→ Brief A: Do these statements agree with the excerpt on the Zaporizhzhia nuclear plant? (i) Cizelj says the reactors are protected by up to 10 meters of concrete. (ii) Acton says Chernobyl is the right comparison for the situation. (iii) Erath says Ukraine's aim is to build public sympathy around the plant. Answer yes or no for each and quote the deciding words of the excerpt.

News of the strikes quickly drew international condemnation, with U.N. Secretary-General António Guterres calling “any attack” on nuclear facilities “suicidal” and the head of the International Atomic Energy Agency Rafael Mariano Grossi urging both parties to “exercise the utmost restraint” to avoid a nuclear disaster.
Ukrainian President Volodymyr Zelenskyy immediately urged Western countries to hit Russia with new sanctions on its nuclear industry, echoing previous warnings of a Chernobyl-scale calamity.
“The world should not forget about Chernobyl and remember that the Zaporizhzhia [nuclear power plant] is the largest in Europe,” he said. “The Chernobyl disaster is an explosion in one reactor, the Zaporizhzhia is six power units.”
But experts say the situation at Zaporizhzhia — where 500 Russian soldiers and 50 pieces of heavy machinery, including tanks, are stationed, according to Ukraine — doesn’t warrant warnings of a Europe-wide disaster.
The risks from shelling are limited given the reactors are protected by up to 10 meters of concrete, according to Leon Cizelj, president of the European Nuclear Society. He estimated that only a barrage of targeted aerial bombings would be likely to breach the reactor walls.
An attack on spent fuel storage sites, he added, would have a limited effect, as any released radioactive material would only travel around 10 to 20 kilometers.
James Acton, co-director of the nuclear policy program at the Carnegie Endowment for International Peace, agreed that shelling is not the real risk, pointing to the vulnerability of the plant’s cooling systems instead.
“The right analogy here is Fukushima not Chernobyl,” he said.
Nuclear power plants are designed with multiple independent safety systems, including numerous grid connections and backup diesel generators. Zaporizhzhia also uses a spray pond for cooling, meaning hot water from inside the plant is sprayed into the air outside to lower its temperature.
These are “actually going to be relatively vulnerable because they have to be in contact with the outside world,” making them potential targets for attack, said Acton.
Both stressed that even in the worst case scenario — if the cooling systems fail, leading to a reactor meltdown — it would only cause serious damage at a local level. Cizelj estimated a 30-kilometer radius.
“It will be a tragedy for the local people,” he said, even if it would create no immediate casualties, but “for us in Europe … it would be a very unimportant event, in terms of consequences for health or anything else in the environment.”
So why are Russia and Ukraine accusing each other of shelling and emphasizing the risk of disaster?
“The idea of a nuclear accident is scary — it will get people’s attention — so it is a ready-made tool for this purpose” said John Erath, senior policy director at the Center for Arms Control and Non-Proliferation, a non-profit.
For Russia, it’s a way to “raise the stakes to increase [domestic] concerns … to highlight the importance of continuing the military operation,” he said.
It could also be a strategy to “play upon Western fears of a nuclear disaster and degrade Western will to provide additional military support to Ukraine,” according to an analysis from the Institute for the Study of War published Monday.
As for Ukraine, the aim is to build “public sympathy” around the captured plant, Erath said.

(Records)
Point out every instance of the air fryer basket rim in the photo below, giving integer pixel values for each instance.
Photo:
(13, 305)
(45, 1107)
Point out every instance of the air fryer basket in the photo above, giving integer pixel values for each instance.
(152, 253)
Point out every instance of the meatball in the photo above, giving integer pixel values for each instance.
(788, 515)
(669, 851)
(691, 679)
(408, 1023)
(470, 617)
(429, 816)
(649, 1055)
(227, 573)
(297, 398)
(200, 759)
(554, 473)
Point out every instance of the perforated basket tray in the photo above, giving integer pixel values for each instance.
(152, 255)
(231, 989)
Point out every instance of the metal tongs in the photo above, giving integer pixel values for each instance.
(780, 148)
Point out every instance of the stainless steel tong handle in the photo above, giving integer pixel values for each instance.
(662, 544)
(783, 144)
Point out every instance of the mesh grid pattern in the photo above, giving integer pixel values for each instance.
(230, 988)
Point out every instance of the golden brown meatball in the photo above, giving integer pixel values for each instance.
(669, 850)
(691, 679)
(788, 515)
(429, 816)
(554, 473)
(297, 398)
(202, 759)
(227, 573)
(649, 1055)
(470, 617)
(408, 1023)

→ Brief B: Render the Records rows from the line containing "Point out every instance of the golden" up to and including the last line of the Records as a JSON list of strings, one string per line, with blank lines left out.

→ Exercise solution A:
(i) Yes: "the reactors are protected by up to 10 meters of concrete"
(ii) No: "The right analogy here is Fukushima not Chernobyl"
(iii) Yes: "As for Ukraine, the aim is to build “public sympathy” around the captured plant"

→ Exercise solution B:
[
  "Point out every instance of the golden brown meatball in the photo above, giving integer pixel values for each instance.",
  "(669, 850)",
  "(691, 679)",
  "(788, 515)",
  "(429, 816)",
  "(554, 473)",
  "(297, 398)",
  "(202, 759)",
  "(227, 573)",
  "(649, 1055)",
  "(470, 617)",
  "(408, 1023)"
]